## TO DO
Return only those lines of the records below in which "white" appears.

======== AVAILABLE DATA

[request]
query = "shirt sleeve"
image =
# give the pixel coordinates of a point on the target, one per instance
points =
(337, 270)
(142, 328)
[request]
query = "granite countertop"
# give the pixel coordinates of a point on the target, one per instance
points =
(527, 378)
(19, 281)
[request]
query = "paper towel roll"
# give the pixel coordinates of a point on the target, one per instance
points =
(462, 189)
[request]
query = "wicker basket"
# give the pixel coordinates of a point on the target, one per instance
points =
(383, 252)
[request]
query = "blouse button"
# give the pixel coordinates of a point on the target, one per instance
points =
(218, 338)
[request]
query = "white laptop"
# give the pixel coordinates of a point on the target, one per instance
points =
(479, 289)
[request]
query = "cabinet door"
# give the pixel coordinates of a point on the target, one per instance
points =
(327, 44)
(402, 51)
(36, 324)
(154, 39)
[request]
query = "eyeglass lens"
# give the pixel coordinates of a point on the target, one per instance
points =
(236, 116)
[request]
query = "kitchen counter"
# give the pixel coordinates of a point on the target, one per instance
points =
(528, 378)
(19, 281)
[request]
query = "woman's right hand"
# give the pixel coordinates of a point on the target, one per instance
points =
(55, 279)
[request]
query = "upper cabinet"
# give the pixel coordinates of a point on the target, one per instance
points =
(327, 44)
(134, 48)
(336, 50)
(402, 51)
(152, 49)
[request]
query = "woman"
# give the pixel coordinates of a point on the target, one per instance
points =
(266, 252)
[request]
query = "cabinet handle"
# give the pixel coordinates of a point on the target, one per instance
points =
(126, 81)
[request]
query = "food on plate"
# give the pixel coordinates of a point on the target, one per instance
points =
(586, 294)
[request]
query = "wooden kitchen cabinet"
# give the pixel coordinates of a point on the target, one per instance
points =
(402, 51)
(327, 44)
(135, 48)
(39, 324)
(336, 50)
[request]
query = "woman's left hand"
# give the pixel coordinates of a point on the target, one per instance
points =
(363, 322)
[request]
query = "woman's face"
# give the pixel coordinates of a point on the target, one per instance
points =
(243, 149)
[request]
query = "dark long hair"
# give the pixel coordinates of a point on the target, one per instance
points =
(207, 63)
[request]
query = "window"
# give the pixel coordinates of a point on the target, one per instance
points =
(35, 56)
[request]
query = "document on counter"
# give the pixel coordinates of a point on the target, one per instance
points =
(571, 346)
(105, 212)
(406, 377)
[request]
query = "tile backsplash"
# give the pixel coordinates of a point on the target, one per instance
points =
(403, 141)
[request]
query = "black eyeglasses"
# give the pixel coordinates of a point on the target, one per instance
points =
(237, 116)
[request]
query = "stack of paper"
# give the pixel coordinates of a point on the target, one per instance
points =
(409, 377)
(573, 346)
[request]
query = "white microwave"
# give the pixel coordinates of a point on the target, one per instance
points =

================

## RESPONSE AREA
query = "white laptop"
query = "white microwave"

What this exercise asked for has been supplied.